>> Begin INPUT

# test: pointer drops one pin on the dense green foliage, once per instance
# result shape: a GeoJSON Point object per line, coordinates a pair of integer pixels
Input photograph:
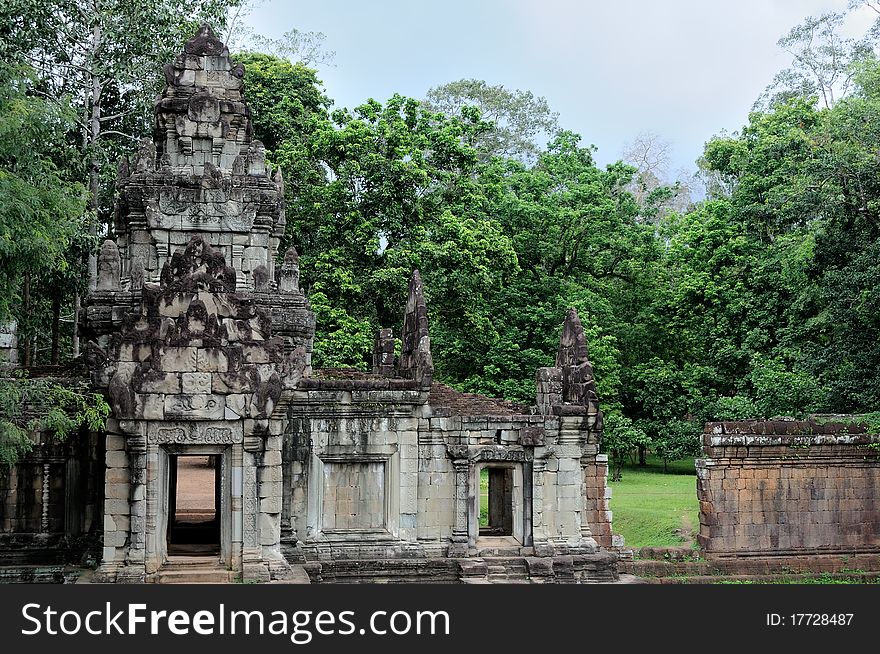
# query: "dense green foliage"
{"type": "Point", "coordinates": [31, 405]}
{"type": "Point", "coordinates": [758, 300]}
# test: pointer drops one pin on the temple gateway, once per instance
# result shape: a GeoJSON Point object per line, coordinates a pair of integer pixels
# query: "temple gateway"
{"type": "Point", "coordinates": [201, 338]}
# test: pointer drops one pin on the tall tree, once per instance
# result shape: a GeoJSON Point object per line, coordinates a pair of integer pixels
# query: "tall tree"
{"type": "Point", "coordinates": [41, 208]}
{"type": "Point", "coordinates": [518, 118]}
{"type": "Point", "coordinates": [106, 56]}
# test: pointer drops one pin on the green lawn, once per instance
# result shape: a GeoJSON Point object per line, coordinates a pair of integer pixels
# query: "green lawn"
{"type": "Point", "coordinates": [650, 508]}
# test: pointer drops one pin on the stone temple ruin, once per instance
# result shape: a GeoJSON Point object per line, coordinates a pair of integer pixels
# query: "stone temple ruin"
{"type": "Point", "coordinates": [202, 343]}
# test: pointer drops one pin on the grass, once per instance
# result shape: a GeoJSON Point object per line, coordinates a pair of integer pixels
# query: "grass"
{"type": "Point", "coordinates": [822, 579]}
{"type": "Point", "coordinates": [652, 509]}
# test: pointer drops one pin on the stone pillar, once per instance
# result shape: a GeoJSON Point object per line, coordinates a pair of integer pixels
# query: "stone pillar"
{"type": "Point", "coordinates": [135, 561]}
{"type": "Point", "coordinates": [539, 530]}
{"type": "Point", "coordinates": [44, 516]}
{"type": "Point", "coordinates": [253, 567]}
{"type": "Point", "coordinates": [117, 517]}
{"type": "Point", "coordinates": [8, 344]}
{"type": "Point", "coordinates": [459, 542]}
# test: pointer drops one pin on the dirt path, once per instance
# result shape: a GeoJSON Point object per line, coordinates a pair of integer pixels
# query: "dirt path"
{"type": "Point", "coordinates": [195, 487]}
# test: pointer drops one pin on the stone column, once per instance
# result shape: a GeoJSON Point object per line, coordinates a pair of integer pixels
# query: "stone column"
{"type": "Point", "coordinates": [539, 531]}
{"type": "Point", "coordinates": [44, 516]}
{"type": "Point", "coordinates": [117, 517]}
{"type": "Point", "coordinates": [253, 567]}
{"type": "Point", "coordinates": [459, 542]}
{"type": "Point", "coordinates": [135, 561]}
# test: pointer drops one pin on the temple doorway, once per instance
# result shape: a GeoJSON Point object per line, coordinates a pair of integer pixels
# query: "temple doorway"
{"type": "Point", "coordinates": [194, 504]}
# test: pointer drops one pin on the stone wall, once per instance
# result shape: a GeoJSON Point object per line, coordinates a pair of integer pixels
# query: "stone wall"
{"type": "Point", "coordinates": [788, 487]}
{"type": "Point", "coordinates": [50, 501]}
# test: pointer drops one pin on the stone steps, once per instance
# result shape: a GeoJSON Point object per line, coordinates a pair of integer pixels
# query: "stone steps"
{"type": "Point", "coordinates": [194, 570]}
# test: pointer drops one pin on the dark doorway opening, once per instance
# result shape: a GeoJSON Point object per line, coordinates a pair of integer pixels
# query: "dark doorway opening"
{"type": "Point", "coordinates": [194, 504]}
{"type": "Point", "coordinates": [498, 520]}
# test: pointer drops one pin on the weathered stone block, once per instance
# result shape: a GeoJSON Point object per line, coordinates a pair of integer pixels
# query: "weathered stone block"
{"type": "Point", "coordinates": [200, 407]}
{"type": "Point", "coordinates": [196, 382]}
{"type": "Point", "coordinates": [212, 360]}
{"type": "Point", "coordinates": [177, 359]}
{"type": "Point", "coordinates": [117, 459]}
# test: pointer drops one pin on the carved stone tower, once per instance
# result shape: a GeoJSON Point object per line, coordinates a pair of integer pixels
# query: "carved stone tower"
{"type": "Point", "coordinates": [197, 336]}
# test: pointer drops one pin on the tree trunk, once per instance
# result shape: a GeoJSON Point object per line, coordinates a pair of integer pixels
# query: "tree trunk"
{"type": "Point", "coordinates": [27, 355]}
{"type": "Point", "coordinates": [56, 329]}
{"type": "Point", "coordinates": [94, 165]}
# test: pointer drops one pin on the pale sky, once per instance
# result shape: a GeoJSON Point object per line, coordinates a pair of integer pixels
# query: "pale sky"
{"type": "Point", "coordinates": [683, 69]}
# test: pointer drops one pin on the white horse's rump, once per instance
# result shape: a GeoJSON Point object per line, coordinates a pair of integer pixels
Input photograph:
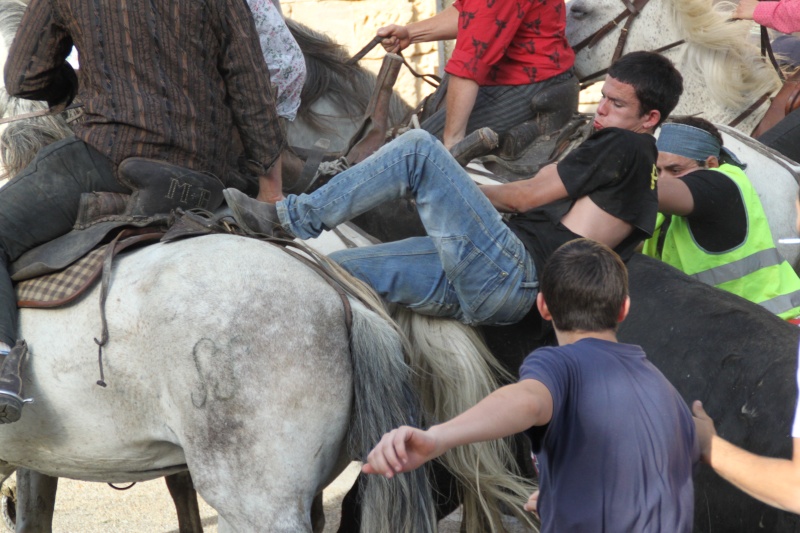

>> End INPUT

• GIVEN INSTRUCTION: Reproduce the entries above in full, swapping every "pointer" for "cursor" and leaving all other text unchanged. Omit the pictures from your copy.

• EXERCISE RESPONSE:
# test: cursor drops one pin on the dense green foliage, once per instance
# result shape: a GeoJSON Point object per line, coordinates a pair of integer pixels
Input photograph:
# query: "dense green foliage"
{"type": "Point", "coordinates": [31, 405]}
{"type": "Point", "coordinates": [758, 300]}
# test: cursor drops one pin on the temple gateway, once per instance
# result shape: a GeoJSON Point object per line, coordinates a pair of integer pixels
# query: "temple gateway"
{"type": "Point", "coordinates": [201, 338]}
# test: cursor drops one pin on the tall tree, once per instance
# result shape: a GeoJSON Point object per line, coordinates a pair of integer pixels
# query: "tall tree"
{"type": "Point", "coordinates": [41, 208]}
{"type": "Point", "coordinates": [518, 118]}
{"type": "Point", "coordinates": [106, 56]}
# test: cursor drops one pin on the green lawn, once per instance
# result shape: a GeoJSON Point object per line, coordinates a pair of integer pixels
# query: "green lawn"
{"type": "Point", "coordinates": [650, 508]}
# test: cursor drops one pin on the stone temple ruin, once per instance
# result shape: a GeoJSON Point object per line, coordinates a pair of integer pixels
# query: "stone temple ruin"
{"type": "Point", "coordinates": [202, 343]}
# test: cursor drops one pin on the grass, once per instance
# result shape: a GeoJSON Point object per line, coordinates a pair of integer pixels
# query: "grass"
{"type": "Point", "coordinates": [822, 579]}
{"type": "Point", "coordinates": [652, 509]}
# test: cursor drops one pin on the stone pillar, once per instance
# result shape: a GeoJSON Point object per line, coordinates a pair of integer pixels
# query: "stone pillar"
{"type": "Point", "coordinates": [135, 561]}
{"type": "Point", "coordinates": [539, 530]}
{"type": "Point", "coordinates": [44, 516]}
{"type": "Point", "coordinates": [253, 567]}
{"type": "Point", "coordinates": [117, 517]}
{"type": "Point", "coordinates": [8, 344]}
{"type": "Point", "coordinates": [459, 542]}
# test: cursor drops one pin on the dirt path, once per instance
# result shape: a GeoJSON Point object per line, coordinates a pair of integer pixels
# query: "dirt path"
{"type": "Point", "coordinates": [195, 487]}
# test: cursor drops one pin on the stone column, once per instance
# result shape: a GeoJSON Point object per line, coordinates a pair of integer pixels
# query: "stone column"
{"type": "Point", "coordinates": [539, 531]}
{"type": "Point", "coordinates": [44, 516]}
{"type": "Point", "coordinates": [117, 517]}
{"type": "Point", "coordinates": [253, 567]}
{"type": "Point", "coordinates": [459, 542]}
{"type": "Point", "coordinates": [135, 561]}
# test: cursor drops one pin on the temple doorway, once per instance
# result shape: a GeoJSON Point object per line, coordinates a pair of integer pixels
# query: "temple doorway"
{"type": "Point", "coordinates": [194, 504]}
# test: cursor drops one pin on the stone wall, once per instance
# result shape: a GeoJSON Point object per line, coordinates a pair of integer pixels
# query: "stone wall"
{"type": "Point", "coordinates": [788, 487]}
{"type": "Point", "coordinates": [50, 501]}
# test: cursor drops one pin on the stone steps, once per instance
# result shape: a GeoJSON Point object per line, coordinates a pair of integer pixels
# query: "stone steps"
{"type": "Point", "coordinates": [194, 570]}
# test: cursor drops one pin on the dark doorway opening, once per instance
# result shape: a GeoJSON Point object per line, coordinates a pair of integer pixels
# query: "dark doorway opening"
{"type": "Point", "coordinates": [194, 504]}
{"type": "Point", "coordinates": [498, 520]}
# test: cursor drops one pin on the weathered stone block, once per instance
# result shape: a GeoJSON Point object per line, coordinates a pair of integer pixels
# query: "weathered stone block"
{"type": "Point", "coordinates": [200, 407]}
{"type": "Point", "coordinates": [196, 382]}
{"type": "Point", "coordinates": [212, 360]}
{"type": "Point", "coordinates": [177, 359]}
{"type": "Point", "coordinates": [117, 459]}
# test: cursor drops one pin on the carved stone tower, once per instance
# result shape: a GeoJSON Point object per line, coordinates a pair of integer pixels
# query: "carved stone tower"
{"type": "Point", "coordinates": [197, 336]}
# test: cursor drops one pin on the tree trunk, once per instance
# result shape: a GeoJSON Point object per line, coordinates a pair of integer pixels
# query: "tree trunk"
{"type": "Point", "coordinates": [27, 355]}
{"type": "Point", "coordinates": [56, 329]}
{"type": "Point", "coordinates": [94, 165]}
# test: cursor drops one pin on the pale sky, once per instance
# result shape: a GeoJSON Point object per line, coordinates a pair of integer pixels
# query: "pale sky"
{"type": "Point", "coordinates": [683, 69]}
# test: cursor drops one pin on the white horse's rump, once per instance
# result shape: a GeoJSON Point object per line, coordinates a pair of integer pixels
Input photograph:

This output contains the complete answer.